[Segmentation mask data]
+-------+
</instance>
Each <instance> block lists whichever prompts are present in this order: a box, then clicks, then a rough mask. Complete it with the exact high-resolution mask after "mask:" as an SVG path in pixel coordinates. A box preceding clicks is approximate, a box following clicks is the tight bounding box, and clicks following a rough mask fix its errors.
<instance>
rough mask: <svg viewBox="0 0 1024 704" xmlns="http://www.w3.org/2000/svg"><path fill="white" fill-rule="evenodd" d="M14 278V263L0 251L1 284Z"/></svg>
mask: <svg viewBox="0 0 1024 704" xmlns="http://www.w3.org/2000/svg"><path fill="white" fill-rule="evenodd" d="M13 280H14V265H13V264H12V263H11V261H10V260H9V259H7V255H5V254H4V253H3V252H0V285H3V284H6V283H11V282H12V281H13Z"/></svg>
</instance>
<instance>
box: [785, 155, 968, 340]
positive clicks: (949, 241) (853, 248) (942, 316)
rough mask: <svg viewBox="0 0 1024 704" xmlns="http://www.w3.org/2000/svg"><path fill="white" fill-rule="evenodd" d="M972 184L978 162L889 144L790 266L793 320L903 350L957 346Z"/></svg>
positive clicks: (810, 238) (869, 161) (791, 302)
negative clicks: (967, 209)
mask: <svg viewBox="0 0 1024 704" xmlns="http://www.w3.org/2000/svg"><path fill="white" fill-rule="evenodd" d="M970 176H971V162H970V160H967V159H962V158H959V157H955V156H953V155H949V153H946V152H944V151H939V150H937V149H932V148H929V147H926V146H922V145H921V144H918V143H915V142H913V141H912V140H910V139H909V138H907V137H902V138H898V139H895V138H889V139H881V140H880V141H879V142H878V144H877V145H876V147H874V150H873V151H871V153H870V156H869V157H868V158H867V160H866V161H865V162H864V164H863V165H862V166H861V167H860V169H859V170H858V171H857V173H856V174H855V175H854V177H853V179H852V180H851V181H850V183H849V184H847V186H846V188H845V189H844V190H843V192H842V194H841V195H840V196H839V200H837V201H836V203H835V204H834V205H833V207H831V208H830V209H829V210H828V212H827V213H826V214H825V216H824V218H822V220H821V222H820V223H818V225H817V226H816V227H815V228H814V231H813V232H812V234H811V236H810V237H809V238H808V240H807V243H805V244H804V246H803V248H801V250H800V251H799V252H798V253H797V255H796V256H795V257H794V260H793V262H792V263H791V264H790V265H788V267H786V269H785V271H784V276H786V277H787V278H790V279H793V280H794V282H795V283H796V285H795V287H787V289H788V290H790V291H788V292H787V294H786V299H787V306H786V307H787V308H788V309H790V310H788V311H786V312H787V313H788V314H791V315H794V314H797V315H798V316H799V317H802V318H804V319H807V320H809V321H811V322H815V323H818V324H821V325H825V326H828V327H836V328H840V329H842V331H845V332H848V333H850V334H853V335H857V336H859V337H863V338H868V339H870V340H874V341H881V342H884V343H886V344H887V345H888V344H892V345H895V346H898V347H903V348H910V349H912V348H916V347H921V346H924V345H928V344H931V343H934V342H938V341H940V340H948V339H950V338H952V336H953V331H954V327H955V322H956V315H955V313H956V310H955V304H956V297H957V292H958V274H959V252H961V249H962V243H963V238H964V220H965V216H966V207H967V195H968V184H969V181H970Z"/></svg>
+-------+
Exercise description: Rewrite all of the material above, putting "coarse mask" wherever "rough mask" appears and keeping everything else the same.

Exercise answer:
</instance>
Each <instance> block lists whichever prompts are present in this order: a box, then clicks, then a coarse mask. Complete it with the exact high-resolution mask after "mask:" as an SVG path in pixel coordinates. A box preceding clicks is approximate, a box following clicks is the tight bounding box, and clicks following a coarse mask fix its errors.
<instance>
coarse mask: <svg viewBox="0 0 1024 704" xmlns="http://www.w3.org/2000/svg"><path fill="white" fill-rule="evenodd" d="M14 278V263L0 251L1 284Z"/></svg>
mask: <svg viewBox="0 0 1024 704" xmlns="http://www.w3.org/2000/svg"><path fill="white" fill-rule="evenodd" d="M13 280H14V265H13V264H12V263H11V261H10V260H9V259H7V255H5V254H4V253H3V252H0V285H3V284H6V283H11V282H12V281H13Z"/></svg>
</instance>
<instance>
box: [785, 155, 968, 340]
positive clicks: (949, 241) (853, 248) (942, 316)
coarse mask: <svg viewBox="0 0 1024 704" xmlns="http://www.w3.org/2000/svg"><path fill="white" fill-rule="evenodd" d="M972 184L978 162L889 144L790 266L793 320L903 350L957 346Z"/></svg>
positive clicks: (810, 238) (869, 161) (791, 302)
negative clicks: (967, 209)
mask: <svg viewBox="0 0 1024 704" xmlns="http://www.w3.org/2000/svg"><path fill="white" fill-rule="evenodd" d="M970 176H971V162H970V160H967V159H962V158H959V157H955V156H953V155H949V153H946V152H944V151H939V150H937V149H932V148H929V147H926V146H922V145H921V144H918V143H915V142H913V141H912V140H910V139H909V138H907V137H902V138H898V139H895V138H889V139H881V140H880V141H879V142H878V144H877V145H876V147H874V150H873V151H871V153H870V156H869V157H868V158H867V160H866V161H865V162H864V164H863V165H862V166H861V167H860V169H859V170H858V171H857V173H856V174H855V175H854V177H853V179H852V180H851V181H850V183H849V184H847V186H846V188H845V189H844V190H843V192H842V194H841V195H840V196H839V200H837V201H836V203H835V204H834V205H833V207H831V208H830V209H829V210H828V212H827V213H826V214H825V216H824V218H822V220H821V222H820V223H818V225H817V226H816V227H815V228H814V231H813V232H812V234H811V236H810V237H809V238H808V240H807V243H805V244H804V246H803V248H801V250H800V251H799V252H798V253H797V255H796V256H795V257H794V260H793V262H792V263H791V264H790V265H788V267H786V269H785V271H784V276H786V277H787V278H790V279H793V280H794V282H795V283H796V285H795V287H787V289H788V290H790V291H788V292H787V294H786V299H787V306H786V307H787V308H788V309H790V310H788V311H786V312H787V313H788V314H791V315H794V314H797V315H798V316H799V317H802V318H804V319H807V320H809V321H811V322H815V323H818V324H821V325H825V326H828V327H836V328H840V329H842V331H845V332H848V333H850V334H853V335H857V336H859V337H863V338H868V339H870V340H874V341H881V342H884V343H886V344H887V345H888V344H892V345H895V346H898V347H903V348H910V349H912V348H916V347H921V346H924V345H928V344H931V343H934V342H938V341H940V340H948V339H950V338H952V336H953V331H954V327H955V322H956V315H955V313H956V310H955V304H956V297H957V292H958V274H959V252H961V249H962V243H963V238H964V220H965V216H966V207H967V195H968V184H969V181H970Z"/></svg>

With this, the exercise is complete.